Task inputs:
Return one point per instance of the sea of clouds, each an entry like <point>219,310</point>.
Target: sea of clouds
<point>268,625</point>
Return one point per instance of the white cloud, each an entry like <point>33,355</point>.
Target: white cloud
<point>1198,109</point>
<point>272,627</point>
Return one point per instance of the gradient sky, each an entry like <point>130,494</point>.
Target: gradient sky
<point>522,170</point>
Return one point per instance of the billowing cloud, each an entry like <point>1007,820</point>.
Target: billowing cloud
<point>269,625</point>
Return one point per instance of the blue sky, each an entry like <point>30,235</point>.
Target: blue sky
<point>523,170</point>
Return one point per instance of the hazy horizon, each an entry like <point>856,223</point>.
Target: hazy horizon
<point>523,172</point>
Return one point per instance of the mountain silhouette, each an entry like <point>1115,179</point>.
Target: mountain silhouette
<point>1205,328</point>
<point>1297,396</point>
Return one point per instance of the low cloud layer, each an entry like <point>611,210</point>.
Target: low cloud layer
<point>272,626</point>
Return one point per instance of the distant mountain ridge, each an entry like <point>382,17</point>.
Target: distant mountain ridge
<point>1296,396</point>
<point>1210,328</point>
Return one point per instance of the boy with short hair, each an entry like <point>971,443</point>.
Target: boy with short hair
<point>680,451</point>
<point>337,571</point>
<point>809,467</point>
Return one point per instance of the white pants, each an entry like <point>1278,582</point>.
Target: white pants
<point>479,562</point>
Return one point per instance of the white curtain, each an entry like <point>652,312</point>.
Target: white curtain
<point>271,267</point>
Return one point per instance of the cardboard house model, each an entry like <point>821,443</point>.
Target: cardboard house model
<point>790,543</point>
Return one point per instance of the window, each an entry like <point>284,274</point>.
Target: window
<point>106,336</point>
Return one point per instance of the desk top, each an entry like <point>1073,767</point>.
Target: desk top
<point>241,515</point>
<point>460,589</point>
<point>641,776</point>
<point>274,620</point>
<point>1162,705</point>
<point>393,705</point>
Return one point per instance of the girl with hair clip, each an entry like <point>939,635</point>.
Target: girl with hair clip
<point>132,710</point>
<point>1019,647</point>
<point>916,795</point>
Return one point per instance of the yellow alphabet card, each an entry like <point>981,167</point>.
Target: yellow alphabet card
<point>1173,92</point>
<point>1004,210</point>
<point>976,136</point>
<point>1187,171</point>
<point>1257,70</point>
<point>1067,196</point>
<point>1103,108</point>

Task instructions:
Write out again the lines above, starting with the first and going on through the line with "<point>522,170</point>", keeping the request lines. Shift each coordinate in the answer points up by 54, and leave the sample points inside the requests unchanged.

Problem solution:
Return one point per instance of the sea of clouds, each an entry like <point>219,310</point>.
Target: sea of clouds
<point>322,679</point>
Return one point per instance of the white cloud, each an entry like <point>33,355</point>.
Target: white cloud
<point>1252,163</point>
<point>326,681</point>
Return one point per instance of the gradient sky, each an entry like <point>130,494</point>.
Target: gradient sky
<point>576,224</point>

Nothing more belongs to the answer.